**ABOUT THIS EXERCISE**. Retype the data that follows, keeping every character the same.

**SUPPLIED MATERIAL**.
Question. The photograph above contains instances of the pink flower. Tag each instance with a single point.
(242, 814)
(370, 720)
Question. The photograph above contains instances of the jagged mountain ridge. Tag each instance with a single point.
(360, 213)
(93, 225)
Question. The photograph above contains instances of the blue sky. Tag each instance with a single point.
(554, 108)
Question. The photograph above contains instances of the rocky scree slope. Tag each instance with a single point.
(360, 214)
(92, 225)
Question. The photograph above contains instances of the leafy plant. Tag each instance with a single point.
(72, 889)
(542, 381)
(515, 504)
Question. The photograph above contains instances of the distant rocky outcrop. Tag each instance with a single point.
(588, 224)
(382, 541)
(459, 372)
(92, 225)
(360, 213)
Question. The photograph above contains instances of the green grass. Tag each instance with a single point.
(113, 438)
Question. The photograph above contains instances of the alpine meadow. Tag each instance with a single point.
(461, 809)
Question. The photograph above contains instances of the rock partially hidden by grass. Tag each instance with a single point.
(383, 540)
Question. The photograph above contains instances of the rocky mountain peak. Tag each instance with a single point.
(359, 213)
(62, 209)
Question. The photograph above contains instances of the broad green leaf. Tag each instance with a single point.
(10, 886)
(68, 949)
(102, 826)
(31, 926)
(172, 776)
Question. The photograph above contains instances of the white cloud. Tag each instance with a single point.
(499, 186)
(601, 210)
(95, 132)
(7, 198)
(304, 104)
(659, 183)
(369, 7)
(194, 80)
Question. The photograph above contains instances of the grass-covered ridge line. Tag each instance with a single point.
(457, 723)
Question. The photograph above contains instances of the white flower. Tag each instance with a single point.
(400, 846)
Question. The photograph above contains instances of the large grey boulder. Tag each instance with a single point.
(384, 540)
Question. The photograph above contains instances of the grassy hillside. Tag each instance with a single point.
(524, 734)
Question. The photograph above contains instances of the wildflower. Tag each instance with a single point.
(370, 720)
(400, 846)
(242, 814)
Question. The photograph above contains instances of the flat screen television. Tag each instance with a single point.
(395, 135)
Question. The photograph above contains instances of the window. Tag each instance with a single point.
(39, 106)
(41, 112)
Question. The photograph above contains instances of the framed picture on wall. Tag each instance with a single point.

**ANSWER TO THE EXERCISE**.
Question. The photograph above contains instances of the pink flower. Tag each instance with a single point.
(242, 814)
(370, 720)
Question. The photograph above contains instances of the jagged mountain ridge. Tag each instance with a single point.
(360, 213)
(93, 225)
Question. The photograph above contains instances of the blue sky. Tag each instance with a single point.
(554, 108)
Question. The photograph above contains instances of the rocky scree slope. Tag each instance with a single point.
(360, 214)
(92, 225)
Question. The photograph above contains instances of the leafy plant. Tag each instance with a single point.
(72, 889)
(542, 381)
(515, 504)
Question. The photograph above contains instances of the distant rocky outcrop. Tag each instance with a single point.
(588, 224)
(382, 541)
(459, 372)
(92, 225)
(360, 213)
Question. The photograph above contains instances of the green grass. Tag each instance with a single point.
(113, 438)
Question. The photograph above contains instances of the alpine meadow. Tag each instance with a single point.
(461, 809)
Question. The photograph above contains instances of the rock partially hidden by grass. Tag each instance with a single point.
(383, 540)
Question. The photograph above contains instances of the rocky mountain peak. Tag each instance with a single point.
(359, 213)
(62, 209)
Question. The photograph above contains instances of the broad green leaf. Tag each instance with a single point.
(10, 886)
(68, 949)
(102, 826)
(31, 926)
(172, 776)
Question. The photograph above contains instances of the white cloud. Tag each instance with a single point.
(499, 186)
(601, 210)
(95, 132)
(7, 198)
(304, 104)
(659, 183)
(369, 7)
(194, 80)
Question. The photograph above contains instances of the grass-covered ridge line. Tag each instance with a single point.
(457, 723)
Question. The photograph above contains instances of the white flower. Tag each instance with a single point.
(400, 846)
Question. The photograph above contains instances of the large grey boulder. Tag each instance with a single point.
(384, 540)
Question. The photograph above contains instances of the grassy hillside. Tag each instance with a single point.
(524, 734)
Question. The photograph above contains instances of the wildflower. Tag each instance with a single point.
(370, 720)
(400, 846)
(242, 814)
Question. The photograph above contains instances of the flat screen television. Tag each instance with a single point.
(395, 135)
Question. The photograph above contains instances of the window. Tag each instance with a single point.
(39, 106)
(41, 112)
Question. The photograph above contains instances of the framed picture on wall. Tag each instance with a single point.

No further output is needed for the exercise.